** start of Text passage **
Statement By Mr. Nebil Said, Counsellor, Permanent Mission Of Eritrea To The United Nations, During An Un Security Council Meeting 8322 New York, 30 July 2018
Distinguished Members of the UN Security Council;
It gives me great honor to address this Council on behalf of the Eritrean people whose struggle to create a peaceful and cooperative neighborhood is a matter of historical record. Three generation of Eritreans had paid the ultimate sacrifices to establish a regional order based on international law, economic complementarity while mindful of the shared culture and history of the people.
In recent weeks, the Horn of Africa has witnessed developments of historic proportion. Eritrea and Ethiopia have taken a bold step to end the state of war and open a new chapter of peace and friendship. This state of war that prevailed for the past two decades has had devastating consequences beyond the two countries and peoples. It obstructed meaningful cooperation and undermined regional mechanism of conflict prevention and resolution. The agreement between Eritrea and Ethiopia puts an end to this distorted regional order of enmity and competitions; and, opens a new horizon for sustainable peace and economic integration. It will strengthen the sub-regional conflict prevention and resolution mechanism.
Moreover, today Eritrea and Somalia signed a Joint Declaration during the historic visit of H.E. Mohamed Abdullahi Mohamed to Eritrea. They have agreed to exchange ambassadors, forge political, economic, social, cultural, defense and security cooperation as well as join hands to address the hurdles of regional peace and security.
The positive externalities of these developments to the entire region cannot be overstated.
It long been evident that the sanction against the people of Eritrea cannot be justified in the name of maintaining international peace and security. The sanction is kept even though the pretexts for its imposition have proven false for years. In so doing, the Council did not contribute to peace and amity; to the contrary, it undermined and derailed regional cooperation for a decade.
Within the emerging regional context, we find it inexplicable that the Council is discussing the sanction on Eritrea today. The most appropriate action should have been lifting the sanctions; thereby, indicating in unequivocal terms its support to the aforementioned positive developments. Eritrea welcomes a call by several countries, including Ethiopia and Somalia, for the lifting of the sanction.
** end of Text passage **
** start of Record extracts **
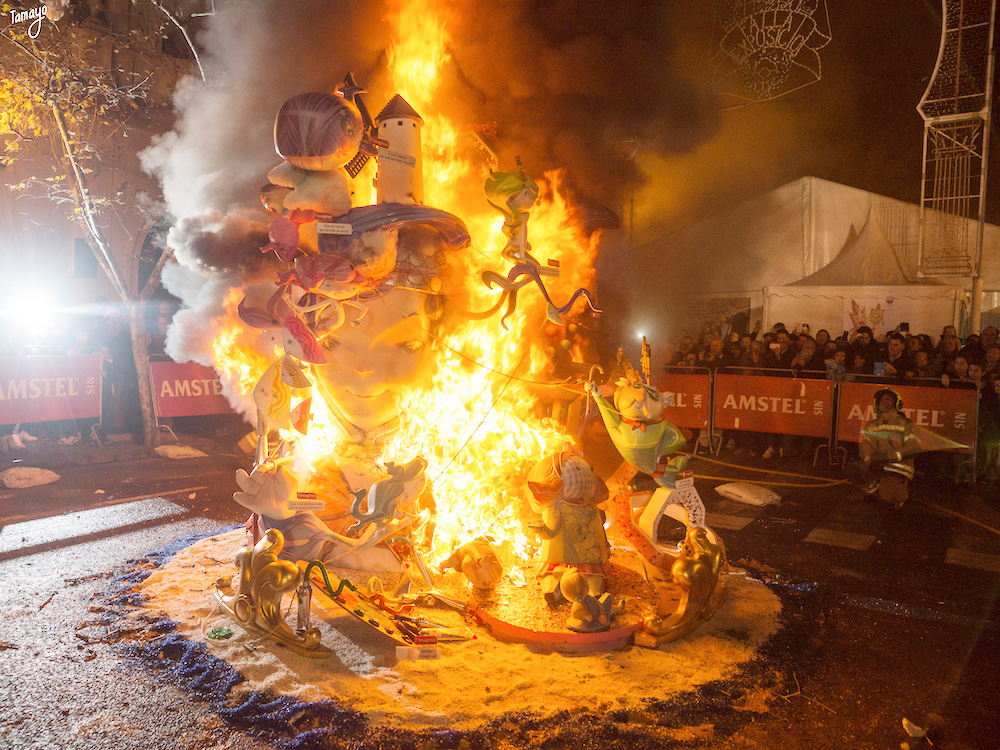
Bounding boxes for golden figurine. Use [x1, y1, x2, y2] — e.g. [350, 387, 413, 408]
[215, 529, 330, 659]
[635, 526, 726, 648]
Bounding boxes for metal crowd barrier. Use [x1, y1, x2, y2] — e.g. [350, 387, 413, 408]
[653, 367, 979, 478]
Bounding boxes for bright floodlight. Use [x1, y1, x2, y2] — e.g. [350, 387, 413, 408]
[3, 289, 57, 340]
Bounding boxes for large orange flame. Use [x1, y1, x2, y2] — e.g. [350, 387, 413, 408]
[215, 0, 596, 561]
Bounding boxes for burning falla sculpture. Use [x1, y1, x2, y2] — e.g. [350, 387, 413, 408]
[220, 81, 724, 648]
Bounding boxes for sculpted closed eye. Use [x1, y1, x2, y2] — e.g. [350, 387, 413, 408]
[397, 339, 424, 354]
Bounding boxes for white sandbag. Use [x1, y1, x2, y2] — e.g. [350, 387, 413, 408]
[715, 482, 781, 505]
[156, 445, 208, 459]
[0, 466, 61, 489]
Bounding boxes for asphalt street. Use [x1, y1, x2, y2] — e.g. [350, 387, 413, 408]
[0, 434, 1000, 750]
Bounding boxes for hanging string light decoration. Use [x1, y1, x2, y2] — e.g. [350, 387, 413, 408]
[712, 0, 831, 103]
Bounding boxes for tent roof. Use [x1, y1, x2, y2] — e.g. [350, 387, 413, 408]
[790, 208, 942, 287]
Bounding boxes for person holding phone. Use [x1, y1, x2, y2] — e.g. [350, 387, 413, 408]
[875, 333, 913, 380]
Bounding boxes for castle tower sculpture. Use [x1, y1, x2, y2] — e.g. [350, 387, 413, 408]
[375, 94, 424, 204]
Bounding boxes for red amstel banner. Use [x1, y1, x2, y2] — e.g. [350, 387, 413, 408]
[837, 383, 979, 453]
[715, 373, 833, 438]
[0, 354, 101, 424]
[149, 362, 232, 417]
[653, 372, 712, 430]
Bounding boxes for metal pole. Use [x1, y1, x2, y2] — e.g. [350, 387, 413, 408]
[971, 0, 997, 333]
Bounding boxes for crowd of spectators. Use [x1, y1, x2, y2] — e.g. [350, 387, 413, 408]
[668, 323, 1000, 482]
** end of Record extracts **
What you will do
• a. Decide whether each of these statements agrees with the Eritrea statement, answering yes or no and quoting the deciding words: (i) Eritrea and Somalia signed a Joint Declaration; (ii) the state of war between Eritrea and Ethiopia lasted about ten years; (iii) Ethiopia was among the countries calling for the sanction to be lifted.
• b. According to the Eritrea statement, what did Eritrea and Somalia agree to exchange?
• c. Quote the Eritrea statement starting with "Moreover, today Eritrea" and going on through "for a decade.".

Responses per task
• a.
(i) Yes: "today Eritrea and Somalia signed a Joint Declaration"
(ii) No: "This state of war that prevailed for the past two decades"
(iii) Yes: "Eritrea welcomes a call by several countries, including Ethiopia and Somalia, for the lifting of the sanction."

• b. Ambassadors.

• c.
Moreover, today Eritrea and Somalia signed a Joint Declaration during the historic visit of H.E. Mohamed Abdullahi Mohamed to Eritrea. They have agreed to exchange ambassadors, forge political, economic, social, cultural, defense and security cooperation as well as join hands to address the hurdles of regional peace and security.
The positive externalities of these developments to the entire region cannot be overstated.
It long been evident that the sanction against the people of Eritrea cannot be justified in the name of maintaining international peace and security. The sanction is kept even though the pretexts for its imposition have proven false for years. In so doing, the Council did not contribute to peace and amity; to the contrary, it undermined and derailed regional cooperation for a decade.